Provided entries:
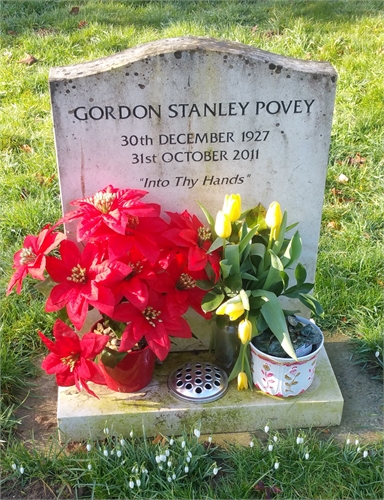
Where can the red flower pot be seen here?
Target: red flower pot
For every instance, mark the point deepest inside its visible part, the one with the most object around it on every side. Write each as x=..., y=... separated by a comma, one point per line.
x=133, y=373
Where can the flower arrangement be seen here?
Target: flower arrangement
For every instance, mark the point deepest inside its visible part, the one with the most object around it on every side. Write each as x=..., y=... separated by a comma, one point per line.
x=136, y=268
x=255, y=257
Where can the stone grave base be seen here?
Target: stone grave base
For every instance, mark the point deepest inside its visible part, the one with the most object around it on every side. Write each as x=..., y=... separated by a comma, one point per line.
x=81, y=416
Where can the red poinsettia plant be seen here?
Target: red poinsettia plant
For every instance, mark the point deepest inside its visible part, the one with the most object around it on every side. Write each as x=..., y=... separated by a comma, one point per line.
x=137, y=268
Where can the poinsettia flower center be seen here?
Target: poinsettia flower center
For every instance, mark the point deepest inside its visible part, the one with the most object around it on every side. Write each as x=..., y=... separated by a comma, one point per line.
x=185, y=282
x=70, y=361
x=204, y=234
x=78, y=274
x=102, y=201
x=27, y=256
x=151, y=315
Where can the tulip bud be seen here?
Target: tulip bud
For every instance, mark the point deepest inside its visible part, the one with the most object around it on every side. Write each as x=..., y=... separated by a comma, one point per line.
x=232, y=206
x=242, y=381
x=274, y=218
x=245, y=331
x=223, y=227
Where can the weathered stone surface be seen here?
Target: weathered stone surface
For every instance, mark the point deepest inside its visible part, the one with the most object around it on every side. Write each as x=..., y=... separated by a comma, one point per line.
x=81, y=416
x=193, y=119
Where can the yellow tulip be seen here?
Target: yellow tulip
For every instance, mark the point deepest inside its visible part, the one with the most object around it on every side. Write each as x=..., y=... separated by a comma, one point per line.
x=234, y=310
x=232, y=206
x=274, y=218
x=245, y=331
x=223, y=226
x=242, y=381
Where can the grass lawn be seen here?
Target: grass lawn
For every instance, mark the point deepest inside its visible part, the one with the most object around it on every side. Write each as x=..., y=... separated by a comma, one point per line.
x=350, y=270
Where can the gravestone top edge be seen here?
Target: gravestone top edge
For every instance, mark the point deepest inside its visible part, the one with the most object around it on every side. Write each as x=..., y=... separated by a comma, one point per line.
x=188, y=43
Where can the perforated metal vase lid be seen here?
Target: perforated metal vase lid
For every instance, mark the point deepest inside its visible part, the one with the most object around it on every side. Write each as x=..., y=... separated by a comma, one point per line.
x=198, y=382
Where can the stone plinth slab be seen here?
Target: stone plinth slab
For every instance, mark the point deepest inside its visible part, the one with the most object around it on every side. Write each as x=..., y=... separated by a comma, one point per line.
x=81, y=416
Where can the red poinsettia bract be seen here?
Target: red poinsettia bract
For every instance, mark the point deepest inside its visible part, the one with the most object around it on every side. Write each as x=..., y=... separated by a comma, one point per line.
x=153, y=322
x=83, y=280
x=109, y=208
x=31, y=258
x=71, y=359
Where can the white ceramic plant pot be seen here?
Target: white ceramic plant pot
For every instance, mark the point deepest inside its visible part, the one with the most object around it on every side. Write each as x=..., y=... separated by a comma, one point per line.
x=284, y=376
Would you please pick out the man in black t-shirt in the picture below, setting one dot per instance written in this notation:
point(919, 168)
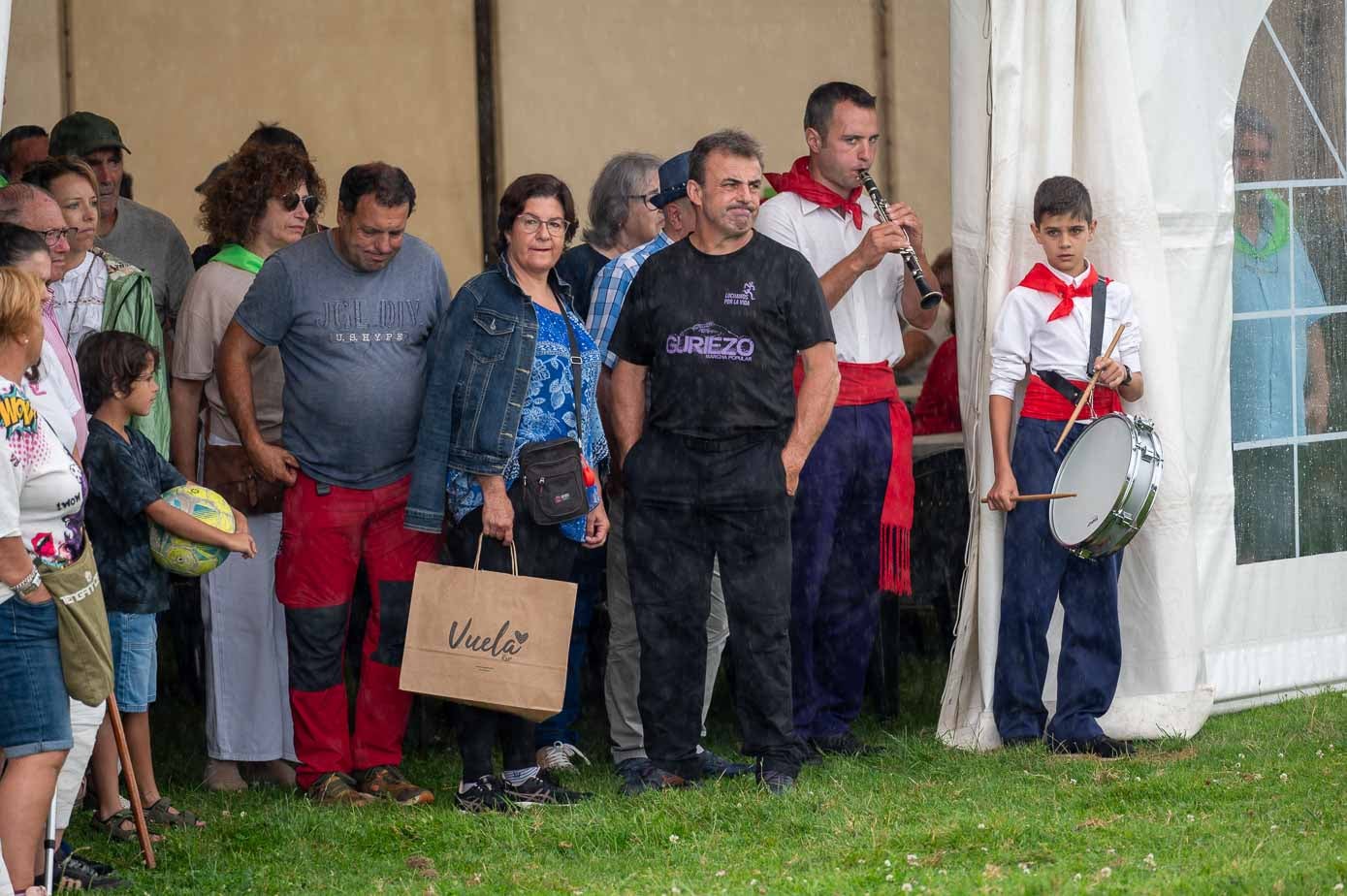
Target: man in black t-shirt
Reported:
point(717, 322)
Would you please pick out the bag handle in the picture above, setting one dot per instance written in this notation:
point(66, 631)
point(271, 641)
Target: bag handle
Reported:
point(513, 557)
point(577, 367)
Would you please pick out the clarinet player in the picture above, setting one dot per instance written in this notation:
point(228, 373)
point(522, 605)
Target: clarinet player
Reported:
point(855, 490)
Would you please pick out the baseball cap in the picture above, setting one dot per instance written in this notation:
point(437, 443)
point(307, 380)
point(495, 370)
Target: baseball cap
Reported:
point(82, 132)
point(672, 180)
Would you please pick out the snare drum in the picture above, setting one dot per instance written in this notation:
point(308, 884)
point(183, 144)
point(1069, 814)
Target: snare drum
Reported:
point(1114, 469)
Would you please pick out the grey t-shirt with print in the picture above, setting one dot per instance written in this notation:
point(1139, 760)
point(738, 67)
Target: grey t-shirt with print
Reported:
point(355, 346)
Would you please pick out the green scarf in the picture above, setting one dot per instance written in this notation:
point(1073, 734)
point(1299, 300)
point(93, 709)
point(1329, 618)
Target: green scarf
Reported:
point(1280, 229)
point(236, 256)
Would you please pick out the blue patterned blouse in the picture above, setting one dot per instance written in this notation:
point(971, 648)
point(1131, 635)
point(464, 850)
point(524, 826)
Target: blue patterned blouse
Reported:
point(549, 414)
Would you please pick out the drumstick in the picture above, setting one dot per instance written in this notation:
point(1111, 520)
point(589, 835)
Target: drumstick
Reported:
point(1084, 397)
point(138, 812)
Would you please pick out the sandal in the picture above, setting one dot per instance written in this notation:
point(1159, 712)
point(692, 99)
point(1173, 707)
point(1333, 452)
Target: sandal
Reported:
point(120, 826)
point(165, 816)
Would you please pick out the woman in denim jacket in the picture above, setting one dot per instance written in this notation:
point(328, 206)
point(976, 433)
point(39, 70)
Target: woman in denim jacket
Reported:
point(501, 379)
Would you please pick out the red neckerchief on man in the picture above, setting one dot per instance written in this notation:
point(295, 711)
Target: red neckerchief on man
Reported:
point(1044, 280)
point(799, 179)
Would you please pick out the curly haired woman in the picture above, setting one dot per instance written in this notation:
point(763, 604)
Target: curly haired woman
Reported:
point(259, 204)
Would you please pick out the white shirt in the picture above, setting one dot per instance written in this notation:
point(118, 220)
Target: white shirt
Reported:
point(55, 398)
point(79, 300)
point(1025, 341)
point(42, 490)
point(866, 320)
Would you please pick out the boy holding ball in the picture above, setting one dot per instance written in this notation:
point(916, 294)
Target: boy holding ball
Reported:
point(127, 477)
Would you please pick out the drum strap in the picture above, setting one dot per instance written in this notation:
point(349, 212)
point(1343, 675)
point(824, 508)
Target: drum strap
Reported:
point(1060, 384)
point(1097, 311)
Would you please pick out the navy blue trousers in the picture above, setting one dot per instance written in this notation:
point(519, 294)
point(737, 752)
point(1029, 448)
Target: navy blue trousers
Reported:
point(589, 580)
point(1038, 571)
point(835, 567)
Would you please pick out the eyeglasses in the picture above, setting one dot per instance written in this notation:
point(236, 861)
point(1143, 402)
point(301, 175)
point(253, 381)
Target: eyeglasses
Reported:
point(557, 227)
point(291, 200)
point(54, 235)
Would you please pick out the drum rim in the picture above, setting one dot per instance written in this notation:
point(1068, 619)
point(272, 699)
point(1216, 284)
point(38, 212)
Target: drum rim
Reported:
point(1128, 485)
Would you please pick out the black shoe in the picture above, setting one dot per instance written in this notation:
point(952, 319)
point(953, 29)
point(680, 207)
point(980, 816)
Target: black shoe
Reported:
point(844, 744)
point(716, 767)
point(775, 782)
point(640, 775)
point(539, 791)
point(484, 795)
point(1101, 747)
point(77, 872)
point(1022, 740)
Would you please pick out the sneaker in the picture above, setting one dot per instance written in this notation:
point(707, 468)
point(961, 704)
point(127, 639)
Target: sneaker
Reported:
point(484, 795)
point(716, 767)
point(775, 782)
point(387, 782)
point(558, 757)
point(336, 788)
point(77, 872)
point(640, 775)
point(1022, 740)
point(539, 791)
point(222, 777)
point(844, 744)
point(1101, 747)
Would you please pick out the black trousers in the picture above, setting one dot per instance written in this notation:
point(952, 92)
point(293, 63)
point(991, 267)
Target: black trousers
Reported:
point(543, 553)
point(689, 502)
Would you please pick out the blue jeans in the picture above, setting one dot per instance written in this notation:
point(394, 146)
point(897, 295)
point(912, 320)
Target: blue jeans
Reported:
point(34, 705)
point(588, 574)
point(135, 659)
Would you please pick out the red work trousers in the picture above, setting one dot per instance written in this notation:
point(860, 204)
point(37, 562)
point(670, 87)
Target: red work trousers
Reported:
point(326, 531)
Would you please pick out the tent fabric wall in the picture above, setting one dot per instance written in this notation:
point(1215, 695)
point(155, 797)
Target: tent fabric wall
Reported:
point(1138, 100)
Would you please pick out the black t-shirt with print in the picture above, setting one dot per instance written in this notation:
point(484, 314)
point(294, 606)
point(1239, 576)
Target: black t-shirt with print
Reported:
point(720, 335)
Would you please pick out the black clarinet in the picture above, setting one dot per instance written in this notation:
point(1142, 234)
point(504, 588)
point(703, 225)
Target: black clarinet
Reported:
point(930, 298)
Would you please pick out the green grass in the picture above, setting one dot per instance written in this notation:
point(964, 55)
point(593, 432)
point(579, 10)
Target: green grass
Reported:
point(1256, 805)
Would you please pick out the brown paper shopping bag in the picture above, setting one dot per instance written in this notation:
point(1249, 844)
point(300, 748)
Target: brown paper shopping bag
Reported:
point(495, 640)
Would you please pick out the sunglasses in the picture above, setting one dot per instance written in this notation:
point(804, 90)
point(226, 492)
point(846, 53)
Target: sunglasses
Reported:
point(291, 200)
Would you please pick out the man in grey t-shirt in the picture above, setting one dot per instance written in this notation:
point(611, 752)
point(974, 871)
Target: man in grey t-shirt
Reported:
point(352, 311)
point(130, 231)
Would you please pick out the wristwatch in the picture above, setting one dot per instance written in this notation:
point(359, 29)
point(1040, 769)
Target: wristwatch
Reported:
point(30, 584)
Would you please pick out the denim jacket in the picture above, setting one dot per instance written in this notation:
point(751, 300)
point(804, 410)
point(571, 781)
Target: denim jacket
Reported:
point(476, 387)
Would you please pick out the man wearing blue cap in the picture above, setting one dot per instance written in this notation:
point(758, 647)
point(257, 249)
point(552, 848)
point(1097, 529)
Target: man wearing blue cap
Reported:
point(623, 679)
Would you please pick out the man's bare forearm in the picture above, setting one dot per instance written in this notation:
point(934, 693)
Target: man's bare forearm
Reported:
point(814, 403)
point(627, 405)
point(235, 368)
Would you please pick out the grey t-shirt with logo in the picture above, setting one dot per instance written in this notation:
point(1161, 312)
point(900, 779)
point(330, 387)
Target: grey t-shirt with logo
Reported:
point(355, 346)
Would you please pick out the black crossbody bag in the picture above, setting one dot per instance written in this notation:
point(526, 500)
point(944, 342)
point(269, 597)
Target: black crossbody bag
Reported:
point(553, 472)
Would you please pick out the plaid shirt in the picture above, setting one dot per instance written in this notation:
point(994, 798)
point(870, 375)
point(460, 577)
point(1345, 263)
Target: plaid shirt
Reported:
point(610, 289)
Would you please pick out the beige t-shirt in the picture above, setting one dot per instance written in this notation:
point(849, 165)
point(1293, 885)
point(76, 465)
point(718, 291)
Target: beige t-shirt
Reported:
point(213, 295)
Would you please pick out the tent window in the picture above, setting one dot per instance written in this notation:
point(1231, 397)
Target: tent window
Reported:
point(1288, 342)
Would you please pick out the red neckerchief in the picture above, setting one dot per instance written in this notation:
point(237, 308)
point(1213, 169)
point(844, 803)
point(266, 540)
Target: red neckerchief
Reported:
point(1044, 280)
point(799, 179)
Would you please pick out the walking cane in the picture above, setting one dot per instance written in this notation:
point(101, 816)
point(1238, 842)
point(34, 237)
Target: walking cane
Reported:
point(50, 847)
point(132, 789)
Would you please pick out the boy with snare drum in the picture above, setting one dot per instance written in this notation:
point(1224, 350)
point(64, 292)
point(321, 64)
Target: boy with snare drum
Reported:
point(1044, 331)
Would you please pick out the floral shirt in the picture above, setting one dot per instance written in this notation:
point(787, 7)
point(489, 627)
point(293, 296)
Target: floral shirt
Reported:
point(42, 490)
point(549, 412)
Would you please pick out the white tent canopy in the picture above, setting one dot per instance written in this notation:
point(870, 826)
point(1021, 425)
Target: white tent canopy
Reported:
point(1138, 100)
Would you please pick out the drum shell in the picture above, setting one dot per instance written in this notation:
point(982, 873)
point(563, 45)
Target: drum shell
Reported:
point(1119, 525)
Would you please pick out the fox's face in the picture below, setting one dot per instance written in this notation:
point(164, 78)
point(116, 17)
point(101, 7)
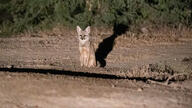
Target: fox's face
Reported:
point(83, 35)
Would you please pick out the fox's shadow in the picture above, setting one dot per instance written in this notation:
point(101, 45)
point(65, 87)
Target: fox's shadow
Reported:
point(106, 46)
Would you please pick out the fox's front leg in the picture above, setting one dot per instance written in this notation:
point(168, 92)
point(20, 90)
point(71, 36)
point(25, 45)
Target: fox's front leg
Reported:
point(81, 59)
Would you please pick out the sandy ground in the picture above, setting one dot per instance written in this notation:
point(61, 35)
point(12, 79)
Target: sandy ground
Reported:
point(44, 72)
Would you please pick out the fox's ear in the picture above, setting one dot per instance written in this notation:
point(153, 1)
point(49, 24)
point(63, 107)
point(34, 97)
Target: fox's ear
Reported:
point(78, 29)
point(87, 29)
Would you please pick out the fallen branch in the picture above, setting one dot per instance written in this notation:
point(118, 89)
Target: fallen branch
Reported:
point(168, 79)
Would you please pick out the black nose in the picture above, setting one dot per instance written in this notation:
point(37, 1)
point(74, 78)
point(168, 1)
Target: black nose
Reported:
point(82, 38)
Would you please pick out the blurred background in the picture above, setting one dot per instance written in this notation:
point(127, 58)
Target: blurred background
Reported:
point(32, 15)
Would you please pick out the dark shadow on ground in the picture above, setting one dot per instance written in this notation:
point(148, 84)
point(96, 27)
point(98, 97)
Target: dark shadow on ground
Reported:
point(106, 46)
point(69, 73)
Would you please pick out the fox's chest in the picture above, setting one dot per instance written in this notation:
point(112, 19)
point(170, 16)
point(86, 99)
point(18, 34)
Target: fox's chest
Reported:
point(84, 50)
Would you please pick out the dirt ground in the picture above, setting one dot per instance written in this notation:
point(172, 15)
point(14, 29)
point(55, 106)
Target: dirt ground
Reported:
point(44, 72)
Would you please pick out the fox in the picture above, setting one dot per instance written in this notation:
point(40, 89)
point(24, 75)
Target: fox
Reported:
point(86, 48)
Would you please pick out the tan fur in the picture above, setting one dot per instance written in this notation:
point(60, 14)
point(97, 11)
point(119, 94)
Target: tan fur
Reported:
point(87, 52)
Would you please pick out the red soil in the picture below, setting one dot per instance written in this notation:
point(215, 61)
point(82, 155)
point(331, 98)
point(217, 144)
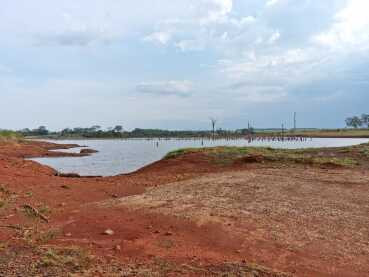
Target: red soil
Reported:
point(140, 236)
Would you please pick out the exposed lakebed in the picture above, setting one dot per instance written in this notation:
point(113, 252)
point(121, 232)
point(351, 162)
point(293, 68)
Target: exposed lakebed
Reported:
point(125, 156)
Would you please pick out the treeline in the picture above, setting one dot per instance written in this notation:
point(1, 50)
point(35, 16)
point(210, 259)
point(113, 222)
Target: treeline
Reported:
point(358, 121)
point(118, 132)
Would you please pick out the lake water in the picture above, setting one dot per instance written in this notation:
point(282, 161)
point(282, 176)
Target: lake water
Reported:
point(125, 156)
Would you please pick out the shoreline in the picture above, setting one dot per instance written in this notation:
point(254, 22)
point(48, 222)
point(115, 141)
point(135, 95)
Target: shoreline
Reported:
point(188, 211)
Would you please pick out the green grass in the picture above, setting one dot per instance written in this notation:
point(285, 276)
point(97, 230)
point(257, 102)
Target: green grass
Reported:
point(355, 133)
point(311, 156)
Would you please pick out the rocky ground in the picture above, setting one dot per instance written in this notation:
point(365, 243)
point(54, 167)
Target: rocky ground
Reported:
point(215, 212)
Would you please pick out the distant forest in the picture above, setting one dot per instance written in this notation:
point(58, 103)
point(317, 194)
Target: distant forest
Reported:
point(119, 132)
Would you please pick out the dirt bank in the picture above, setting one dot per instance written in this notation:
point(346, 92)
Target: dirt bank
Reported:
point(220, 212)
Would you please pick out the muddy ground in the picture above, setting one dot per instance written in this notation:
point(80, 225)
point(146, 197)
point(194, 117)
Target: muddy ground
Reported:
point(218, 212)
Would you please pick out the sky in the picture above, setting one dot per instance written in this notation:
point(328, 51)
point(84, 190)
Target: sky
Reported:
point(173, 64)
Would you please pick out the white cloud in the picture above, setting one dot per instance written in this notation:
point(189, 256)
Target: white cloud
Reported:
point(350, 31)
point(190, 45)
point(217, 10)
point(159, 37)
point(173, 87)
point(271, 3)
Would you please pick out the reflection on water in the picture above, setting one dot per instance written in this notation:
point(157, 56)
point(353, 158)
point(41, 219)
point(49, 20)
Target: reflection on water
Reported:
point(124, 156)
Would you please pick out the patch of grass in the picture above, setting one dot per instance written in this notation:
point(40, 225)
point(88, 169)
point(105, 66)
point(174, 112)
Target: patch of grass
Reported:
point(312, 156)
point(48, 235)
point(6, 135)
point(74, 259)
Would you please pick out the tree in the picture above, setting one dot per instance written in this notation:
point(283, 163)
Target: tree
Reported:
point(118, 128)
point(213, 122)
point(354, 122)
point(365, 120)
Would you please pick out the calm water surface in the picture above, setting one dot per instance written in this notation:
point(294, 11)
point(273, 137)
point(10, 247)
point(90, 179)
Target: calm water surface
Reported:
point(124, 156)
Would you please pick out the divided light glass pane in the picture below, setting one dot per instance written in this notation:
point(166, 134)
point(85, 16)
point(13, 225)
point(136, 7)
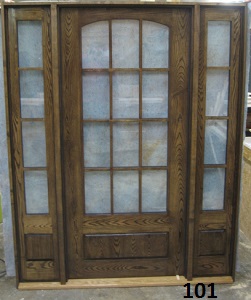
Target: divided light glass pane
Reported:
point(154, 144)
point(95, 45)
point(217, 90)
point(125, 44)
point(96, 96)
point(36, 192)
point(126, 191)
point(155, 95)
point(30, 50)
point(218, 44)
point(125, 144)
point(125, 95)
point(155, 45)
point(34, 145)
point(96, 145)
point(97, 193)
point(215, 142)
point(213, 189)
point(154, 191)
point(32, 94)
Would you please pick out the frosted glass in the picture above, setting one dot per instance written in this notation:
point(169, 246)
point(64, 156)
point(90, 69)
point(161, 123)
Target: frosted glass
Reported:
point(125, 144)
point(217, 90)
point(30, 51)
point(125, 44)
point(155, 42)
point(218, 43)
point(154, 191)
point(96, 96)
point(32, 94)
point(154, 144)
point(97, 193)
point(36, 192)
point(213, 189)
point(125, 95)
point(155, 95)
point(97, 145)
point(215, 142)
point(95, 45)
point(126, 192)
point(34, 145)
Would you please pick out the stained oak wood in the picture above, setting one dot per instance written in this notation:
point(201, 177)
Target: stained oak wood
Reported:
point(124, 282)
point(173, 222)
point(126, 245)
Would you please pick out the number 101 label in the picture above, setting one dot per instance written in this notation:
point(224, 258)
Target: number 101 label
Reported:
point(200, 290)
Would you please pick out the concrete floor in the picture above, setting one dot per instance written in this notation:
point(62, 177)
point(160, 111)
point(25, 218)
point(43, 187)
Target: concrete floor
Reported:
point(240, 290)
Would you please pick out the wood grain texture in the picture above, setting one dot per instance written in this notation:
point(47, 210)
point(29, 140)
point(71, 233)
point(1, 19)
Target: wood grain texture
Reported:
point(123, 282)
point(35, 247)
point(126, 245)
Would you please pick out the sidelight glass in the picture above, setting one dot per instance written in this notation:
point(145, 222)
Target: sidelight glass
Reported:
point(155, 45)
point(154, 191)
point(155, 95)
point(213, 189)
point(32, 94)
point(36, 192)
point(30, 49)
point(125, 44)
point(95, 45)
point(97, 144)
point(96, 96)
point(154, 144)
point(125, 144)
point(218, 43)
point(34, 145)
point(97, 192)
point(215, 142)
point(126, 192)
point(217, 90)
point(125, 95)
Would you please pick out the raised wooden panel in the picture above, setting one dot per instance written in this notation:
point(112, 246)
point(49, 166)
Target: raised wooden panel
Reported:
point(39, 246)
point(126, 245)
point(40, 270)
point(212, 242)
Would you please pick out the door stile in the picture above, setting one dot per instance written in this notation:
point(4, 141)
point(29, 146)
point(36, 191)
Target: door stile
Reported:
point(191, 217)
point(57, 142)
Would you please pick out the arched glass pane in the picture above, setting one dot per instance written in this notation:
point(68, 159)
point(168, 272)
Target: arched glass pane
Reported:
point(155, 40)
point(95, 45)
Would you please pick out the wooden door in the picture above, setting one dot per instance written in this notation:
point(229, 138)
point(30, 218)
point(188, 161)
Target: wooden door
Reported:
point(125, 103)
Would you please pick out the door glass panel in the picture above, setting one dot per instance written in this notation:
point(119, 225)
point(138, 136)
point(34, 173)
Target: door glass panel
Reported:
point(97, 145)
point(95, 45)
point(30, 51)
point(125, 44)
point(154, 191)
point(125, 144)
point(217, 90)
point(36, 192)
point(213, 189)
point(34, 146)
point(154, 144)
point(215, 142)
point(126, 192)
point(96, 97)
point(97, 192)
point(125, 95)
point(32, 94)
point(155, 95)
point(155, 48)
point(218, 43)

Task requirements:
Print exactly the lines above, starting at the line that contains "Would you please pick out the arched" and ending with the last line of the records, both included.

Task solution:
Would you please pick out the arched glass pane in the picture above, setting one dot per instance written in this notation:
point(68, 159)
point(168, 272)
Target: arched glass pane
Reported:
point(155, 40)
point(95, 45)
Would you please pick out the wooden door in the picture above, setting one dot per instance written in this notation:
point(229, 138)
point(30, 218)
point(188, 161)
Target: wooden door
Reported:
point(125, 103)
Would you please pick out the door glass panel in the picture above, setting one dot per instance written in this notation:
point(119, 225)
point(138, 136)
point(34, 173)
Target: door glass panel
Reported:
point(97, 145)
point(95, 45)
point(30, 51)
point(125, 44)
point(154, 191)
point(125, 144)
point(217, 90)
point(36, 192)
point(213, 189)
point(34, 146)
point(154, 144)
point(215, 142)
point(126, 192)
point(96, 97)
point(97, 192)
point(125, 95)
point(32, 94)
point(155, 95)
point(155, 48)
point(218, 43)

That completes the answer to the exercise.